EXERCISE INSTRUCTIONS
Repeat, without any change, the entries presented below.

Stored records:

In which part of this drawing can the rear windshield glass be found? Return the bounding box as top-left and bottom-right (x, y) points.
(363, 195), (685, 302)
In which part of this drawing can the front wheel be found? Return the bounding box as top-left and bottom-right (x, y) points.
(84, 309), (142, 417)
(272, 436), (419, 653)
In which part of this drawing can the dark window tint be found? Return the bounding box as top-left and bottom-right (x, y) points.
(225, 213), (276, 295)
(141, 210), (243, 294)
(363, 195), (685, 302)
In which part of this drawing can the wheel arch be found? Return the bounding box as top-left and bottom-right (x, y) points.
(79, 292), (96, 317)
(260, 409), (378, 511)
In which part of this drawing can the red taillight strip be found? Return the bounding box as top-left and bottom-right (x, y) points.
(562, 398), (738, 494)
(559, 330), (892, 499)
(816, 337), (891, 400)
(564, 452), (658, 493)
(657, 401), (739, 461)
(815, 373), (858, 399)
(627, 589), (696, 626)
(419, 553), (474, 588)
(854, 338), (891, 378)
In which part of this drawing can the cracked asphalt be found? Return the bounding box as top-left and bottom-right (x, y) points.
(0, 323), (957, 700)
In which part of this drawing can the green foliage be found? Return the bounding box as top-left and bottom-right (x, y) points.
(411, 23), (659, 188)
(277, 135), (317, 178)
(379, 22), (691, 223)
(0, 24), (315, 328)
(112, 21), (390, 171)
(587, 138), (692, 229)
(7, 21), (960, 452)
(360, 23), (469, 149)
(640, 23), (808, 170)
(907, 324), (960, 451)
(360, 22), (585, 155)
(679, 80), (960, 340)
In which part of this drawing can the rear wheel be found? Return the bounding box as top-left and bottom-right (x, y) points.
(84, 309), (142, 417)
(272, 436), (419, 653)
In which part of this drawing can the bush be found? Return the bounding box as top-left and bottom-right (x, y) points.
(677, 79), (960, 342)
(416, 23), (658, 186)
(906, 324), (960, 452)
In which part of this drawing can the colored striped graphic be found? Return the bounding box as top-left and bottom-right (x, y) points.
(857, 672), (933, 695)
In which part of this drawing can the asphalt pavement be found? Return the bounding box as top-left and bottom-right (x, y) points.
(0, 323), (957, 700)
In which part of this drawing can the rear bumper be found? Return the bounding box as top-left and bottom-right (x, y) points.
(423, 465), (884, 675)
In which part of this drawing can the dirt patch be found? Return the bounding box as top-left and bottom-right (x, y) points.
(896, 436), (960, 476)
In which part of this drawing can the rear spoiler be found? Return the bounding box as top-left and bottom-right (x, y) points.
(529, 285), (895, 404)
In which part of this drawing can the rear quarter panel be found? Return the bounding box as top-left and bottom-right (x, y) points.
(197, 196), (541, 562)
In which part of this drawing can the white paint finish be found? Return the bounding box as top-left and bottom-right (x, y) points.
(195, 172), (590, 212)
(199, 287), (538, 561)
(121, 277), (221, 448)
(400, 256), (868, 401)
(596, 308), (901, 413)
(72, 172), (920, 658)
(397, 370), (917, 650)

TASK OUTPUT
In which part of this drawing can the rear windshield glass be found? Return the bounding box as top-left and bottom-right (x, y) points.
(363, 195), (685, 302)
In which part of this drawing can the front wheel be found? Return the bounding box as top-left and bottom-right (x, y) points.
(84, 309), (142, 417)
(272, 436), (419, 653)
In which part of this drawing can the dark window tint be found? Return the bounding box as top-left and bottom-right (x, y) points.
(225, 213), (276, 295)
(141, 210), (243, 294)
(363, 195), (685, 302)
In which part of this drawing can the wheel arch be found? Return the bounding box as top-left and bottom-right (x, y) points.
(79, 292), (96, 317)
(260, 409), (378, 511)
In which part of this drawing can the red taillight strip be found? Return the bounding box as top-left and bottom-right (x, y) points.
(562, 398), (738, 494)
(559, 330), (892, 499)
(816, 337), (891, 400)
(564, 452), (658, 493)
(657, 401), (739, 461)
(815, 373), (858, 399)
(627, 589), (696, 626)
(419, 553), (474, 588)
(854, 338), (891, 378)
In which part of this drawing can the cracked asphalt be found? Return the bounding box as top-left and bottom-right (x, y) points.
(0, 323), (957, 700)
In which part of this drawing can the green foliage be found? Return the bounding box as top-left and bottom-right (x, y) points.
(411, 23), (659, 188)
(277, 135), (317, 178)
(379, 22), (691, 223)
(0, 24), (315, 328)
(112, 21), (390, 171)
(587, 138), (692, 229)
(7, 21), (960, 452)
(360, 23), (469, 149)
(640, 23), (808, 170)
(907, 324), (960, 451)
(360, 22), (585, 155)
(679, 80), (960, 340)
In which part of this drawing can the rear wheel be found? Return the bounding box as top-left and bottom-right (x, y) points.
(84, 309), (142, 417)
(272, 436), (419, 653)
In which part of this drawing can the bush be found? Return the bounding box as top-left and bottom-right (x, y) points.
(677, 79), (960, 342)
(416, 23), (658, 186)
(906, 324), (960, 452)
In which part of this drawing can the colored striped graphic be found? Return the bounding box as top-left and bottom-right (x, y) points.
(857, 672), (933, 695)
In which part of this drawing can the asphalt pavement be found? Return the bounding box as top-left and bottom-right (x, y) points.
(0, 323), (957, 700)
In which part of this drawing can the rear bumper be found? Return the bounding box as top-left and bottom-right (x, y) points.
(423, 465), (884, 675)
In which part of this drawing can the dirt patch be found? Return the bounding box as top-left and bottom-right (x, y) points.
(896, 436), (960, 476)
In which part of this drawing can the rear spoiler be found? Return the bounding box as top-left and bottom-right (x, y) points.
(529, 285), (895, 404)
In which part of this drawing can the rear quarter panel be found? Return the bounding box as top-left and bottom-right (x, y) points.
(197, 196), (541, 562)
In which part of this drawing can the white paint finish be found? Return the bounding box as top-left and bottom-right (x, y) points.
(195, 172), (590, 212)
(199, 287), (538, 561)
(121, 277), (221, 448)
(400, 256), (868, 401)
(596, 308), (901, 413)
(72, 172), (920, 658)
(397, 370), (917, 650)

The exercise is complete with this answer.